## Given task:
Please rescale the records from the line with "pedestrian in the photo above." up to and including the last line of the records: reproduce every line, requests included, and multiply each point coordinate in the answers by 2.1. Round each result to a whole number, with halves rounded up.

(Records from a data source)
⁂

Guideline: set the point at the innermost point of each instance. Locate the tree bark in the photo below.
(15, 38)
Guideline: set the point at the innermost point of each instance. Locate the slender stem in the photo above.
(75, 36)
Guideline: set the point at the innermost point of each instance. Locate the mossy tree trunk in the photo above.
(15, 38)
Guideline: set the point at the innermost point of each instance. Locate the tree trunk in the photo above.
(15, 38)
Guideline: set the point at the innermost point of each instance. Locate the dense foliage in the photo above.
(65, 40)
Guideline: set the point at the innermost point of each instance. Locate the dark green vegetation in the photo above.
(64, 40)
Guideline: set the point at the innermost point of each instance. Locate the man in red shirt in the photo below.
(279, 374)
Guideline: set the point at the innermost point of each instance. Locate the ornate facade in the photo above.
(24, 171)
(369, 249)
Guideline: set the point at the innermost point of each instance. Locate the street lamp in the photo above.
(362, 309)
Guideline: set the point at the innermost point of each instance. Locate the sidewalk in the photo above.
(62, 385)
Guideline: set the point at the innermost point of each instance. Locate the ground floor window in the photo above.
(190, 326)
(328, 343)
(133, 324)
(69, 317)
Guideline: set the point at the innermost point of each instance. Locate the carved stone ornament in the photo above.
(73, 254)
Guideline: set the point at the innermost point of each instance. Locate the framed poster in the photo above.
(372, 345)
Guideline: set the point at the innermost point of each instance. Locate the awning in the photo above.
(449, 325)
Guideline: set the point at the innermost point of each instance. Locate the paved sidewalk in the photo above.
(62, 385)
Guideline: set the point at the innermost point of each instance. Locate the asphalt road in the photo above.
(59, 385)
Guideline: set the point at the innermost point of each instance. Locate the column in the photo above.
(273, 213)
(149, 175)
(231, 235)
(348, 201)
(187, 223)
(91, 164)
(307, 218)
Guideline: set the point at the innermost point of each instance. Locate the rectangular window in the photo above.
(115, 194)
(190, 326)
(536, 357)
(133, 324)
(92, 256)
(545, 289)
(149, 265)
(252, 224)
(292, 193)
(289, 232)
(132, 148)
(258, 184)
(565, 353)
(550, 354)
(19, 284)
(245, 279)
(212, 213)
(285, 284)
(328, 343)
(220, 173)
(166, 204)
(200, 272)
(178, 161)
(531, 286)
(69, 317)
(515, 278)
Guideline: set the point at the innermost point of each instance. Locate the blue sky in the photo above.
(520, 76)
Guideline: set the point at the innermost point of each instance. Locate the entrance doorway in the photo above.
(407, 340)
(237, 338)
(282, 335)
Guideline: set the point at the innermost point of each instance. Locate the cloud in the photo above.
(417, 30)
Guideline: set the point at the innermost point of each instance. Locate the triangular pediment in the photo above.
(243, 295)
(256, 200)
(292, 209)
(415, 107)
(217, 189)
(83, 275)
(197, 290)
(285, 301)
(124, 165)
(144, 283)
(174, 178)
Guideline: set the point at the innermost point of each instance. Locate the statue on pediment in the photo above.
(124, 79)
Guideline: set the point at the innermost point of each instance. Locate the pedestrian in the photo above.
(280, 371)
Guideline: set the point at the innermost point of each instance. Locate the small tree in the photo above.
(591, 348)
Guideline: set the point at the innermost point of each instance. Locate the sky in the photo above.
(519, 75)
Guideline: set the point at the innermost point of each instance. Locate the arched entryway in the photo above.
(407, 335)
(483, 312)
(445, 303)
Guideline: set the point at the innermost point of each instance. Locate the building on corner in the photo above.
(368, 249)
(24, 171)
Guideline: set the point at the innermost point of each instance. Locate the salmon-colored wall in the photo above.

⁂

## Result for this task:
Guideline: set the point at the innermost point of each instance. Locate the pedestrian in the photo above.
(588, 779)
Guideline: set the point at the innermost point of each instance. Locate the small tree in the photo above.
(1241, 731)
Guideline: set the point at the innermost point of each instance. Locate the sky in the photo above.
(1090, 158)
Guideline: set the point at the innermost point of each instance. Locate the arched entryway in the photo above.
(855, 704)
(1014, 655)
(935, 636)
Guideline: set the point at the innermost point of each instance. Locate the building on corner in the photo above.
(773, 523)
(50, 359)
Guideline: set the point at the innermost point of each instance. Locate the salmon-colored wall in the photo above.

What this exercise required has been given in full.